#### [Work to complete]
Answer these questions from the excerpt about selling pedals:
(a) What does the writer say he is not, when asked about a discount?
(b) What should a buyer do if he wants a discount?
(c) For what share of the price are the pedals listed?

== Excerpt provided ==

3 rapid fire questions, straight off the line.  this guy is serious about the pedals he’s going to buy, maybe…his inquiries are answered promptly.  and what’s this “discount” business?  why would I be the one offering a discount, I’m not a used car salesman.  these are pedals posted on an online classified website, if you want a magical discount, make me an offer.

okay, now he’s starting to number his questions.  I’m growing more concerned that this is turning into some sort of interrogation.  they’re slightly used pedals…on craigslist…for half the price.  this isn’t a mortgage on a house.

===
== Material ==

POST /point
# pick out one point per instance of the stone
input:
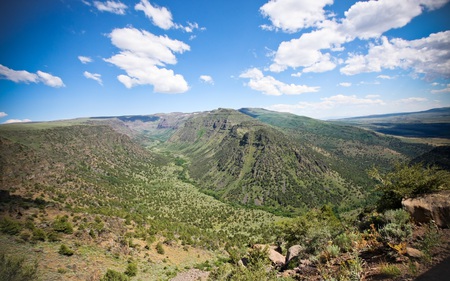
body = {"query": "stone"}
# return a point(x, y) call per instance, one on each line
point(293, 252)
point(414, 253)
point(424, 208)
point(276, 258)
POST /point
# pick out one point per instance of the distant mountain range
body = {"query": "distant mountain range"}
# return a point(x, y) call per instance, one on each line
point(433, 123)
point(256, 157)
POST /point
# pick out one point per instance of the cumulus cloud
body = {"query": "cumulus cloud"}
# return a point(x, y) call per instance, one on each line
point(339, 106)
point(385, 77)
point(23, 76)
point(143, 56)
point(18, 75)
point(327, 103)
point(207, 79)
point(365, 20)
point(162, 17)
point(293, 15)
point(93, 76)
point(429, 56)
point(270, 86)
point(444, 90)
point(50, 80)
point(115, 7)
point(16, 121)
point(84, 59)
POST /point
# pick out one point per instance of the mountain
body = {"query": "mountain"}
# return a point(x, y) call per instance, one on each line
point(87, 195)
point(433, 123)
point(349, 150)
point(243, 160)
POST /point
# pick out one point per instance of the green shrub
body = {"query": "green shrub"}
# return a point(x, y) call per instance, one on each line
point(53, 236)
point(398, 228)
point(333, 250)
point(38, 235)
point(312, 230)
point(10, 226)
point(343, 241)
point(160, 248)
point(431, 239)
point(15, 269)
point(61, 224)
point(112, 275)
point(25, 235)
point(64, 250)
point(131, 269)
point(390, 270)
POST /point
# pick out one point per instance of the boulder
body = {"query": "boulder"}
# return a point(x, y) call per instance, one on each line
point(414, 253)
point(293, 252)
point(276, 258)
point(435, 206)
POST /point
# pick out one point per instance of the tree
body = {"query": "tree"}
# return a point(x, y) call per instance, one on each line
point(408, 181)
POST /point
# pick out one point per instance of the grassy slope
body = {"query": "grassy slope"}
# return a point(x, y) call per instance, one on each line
point(346, 149)
point(434, 123)
point(92, 171)
point(243, 160)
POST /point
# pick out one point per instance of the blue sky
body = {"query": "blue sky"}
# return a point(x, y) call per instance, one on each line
point(62, 59)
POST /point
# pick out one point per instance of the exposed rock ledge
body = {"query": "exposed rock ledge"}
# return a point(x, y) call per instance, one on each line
point(435, 206)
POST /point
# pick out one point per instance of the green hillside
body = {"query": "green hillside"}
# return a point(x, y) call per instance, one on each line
point(119, 199)
point(433, 123)
point(242, 160)
point(349, 150)
point(149, 197)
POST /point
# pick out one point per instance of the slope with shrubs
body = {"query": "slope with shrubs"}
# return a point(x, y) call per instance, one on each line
point(77, 190)
point(239, 159)
point(349, 150)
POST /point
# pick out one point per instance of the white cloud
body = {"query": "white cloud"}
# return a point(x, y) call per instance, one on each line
point(340, 106)
point(363, 20)
point(385, 77)
point(16, 121)
point(115, 7)
point(372, 18)
point(160, 16)
point(328, 103)
point(207, 79)
point(93, 76)
point(141, 55)
point(84, 59)
point(293, 15)
point(429, 56)
point(322, 65)
point(18, 75)
point(412, 100)
point(270, 86)
point(50, 80)
point(24, 76)
point(444, 90)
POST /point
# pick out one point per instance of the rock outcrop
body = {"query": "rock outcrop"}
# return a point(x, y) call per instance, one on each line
point(276, 258)
point(435, 206)
point(293, 252)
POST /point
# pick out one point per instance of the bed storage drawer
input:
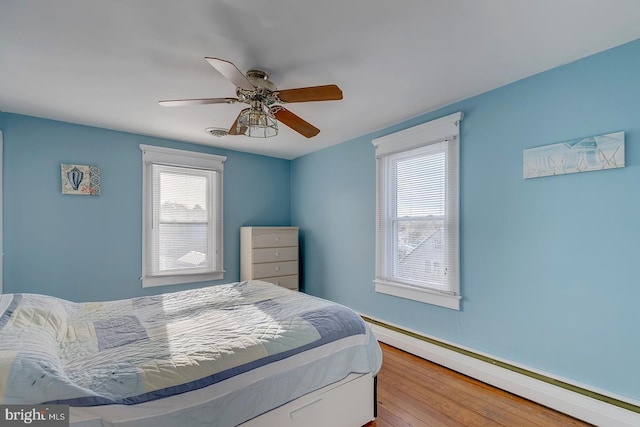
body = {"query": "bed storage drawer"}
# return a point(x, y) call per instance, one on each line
point(270, 254)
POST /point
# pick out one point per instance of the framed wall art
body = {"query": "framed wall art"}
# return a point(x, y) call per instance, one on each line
point(80, 179)
point(577, 155)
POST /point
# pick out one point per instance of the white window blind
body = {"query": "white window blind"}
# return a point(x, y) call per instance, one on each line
point(182, 216)
point(417, 253)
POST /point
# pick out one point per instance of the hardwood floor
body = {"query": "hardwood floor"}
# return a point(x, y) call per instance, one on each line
point(415, 392)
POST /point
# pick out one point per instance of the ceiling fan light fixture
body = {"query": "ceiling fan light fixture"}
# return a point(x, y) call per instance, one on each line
point(257, 123)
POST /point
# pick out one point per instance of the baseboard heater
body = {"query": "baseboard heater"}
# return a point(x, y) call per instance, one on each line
point(578, 401)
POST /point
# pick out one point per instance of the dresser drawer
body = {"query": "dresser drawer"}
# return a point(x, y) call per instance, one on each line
point(289, 282)
point(274, 269)
point(275, 254)
point(274, 238)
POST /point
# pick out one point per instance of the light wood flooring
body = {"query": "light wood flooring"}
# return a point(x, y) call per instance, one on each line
point(415, 392)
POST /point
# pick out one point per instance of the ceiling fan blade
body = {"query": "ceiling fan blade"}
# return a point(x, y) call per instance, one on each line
point(314, 93)
point(233, 130)
point(183, 102)
point(294, 122)
point(231, 72)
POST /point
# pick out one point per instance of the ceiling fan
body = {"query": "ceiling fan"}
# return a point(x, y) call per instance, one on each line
point(261, 119)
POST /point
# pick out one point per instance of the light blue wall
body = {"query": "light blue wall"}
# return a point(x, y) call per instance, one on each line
point(89, 248)
point(550, 271)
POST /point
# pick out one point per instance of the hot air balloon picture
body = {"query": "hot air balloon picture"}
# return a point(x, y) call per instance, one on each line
point(80, 179)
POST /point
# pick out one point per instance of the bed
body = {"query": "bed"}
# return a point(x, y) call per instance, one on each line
point(247, 353)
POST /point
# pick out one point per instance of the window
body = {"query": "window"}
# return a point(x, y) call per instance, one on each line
point(181, 216)
point(417, 213)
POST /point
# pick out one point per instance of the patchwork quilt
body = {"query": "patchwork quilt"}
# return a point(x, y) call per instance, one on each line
point(141, 349)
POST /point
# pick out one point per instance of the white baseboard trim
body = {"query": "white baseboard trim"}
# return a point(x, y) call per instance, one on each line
point(578, 405)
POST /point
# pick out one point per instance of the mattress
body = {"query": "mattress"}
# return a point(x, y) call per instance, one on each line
point(227, 353)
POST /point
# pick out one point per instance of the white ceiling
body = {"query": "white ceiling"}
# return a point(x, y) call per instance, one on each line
point(106, 63)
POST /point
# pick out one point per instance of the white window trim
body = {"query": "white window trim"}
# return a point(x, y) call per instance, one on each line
point(172, 157)
point(444, 128)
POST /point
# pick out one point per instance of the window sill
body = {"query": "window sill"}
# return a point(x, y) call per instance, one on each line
point(417, 294)
point(150, 281)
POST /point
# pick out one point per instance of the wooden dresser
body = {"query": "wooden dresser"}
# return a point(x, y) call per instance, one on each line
point(270, 254)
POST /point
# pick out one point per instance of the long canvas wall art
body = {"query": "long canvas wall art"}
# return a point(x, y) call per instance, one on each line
point(577, 155)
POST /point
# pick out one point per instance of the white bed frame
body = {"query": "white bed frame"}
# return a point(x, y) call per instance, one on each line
point(347, 403)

===

#### [Task response]
(a) A used car salesman.
(b) Make the writer an offer.
(c) Half the price.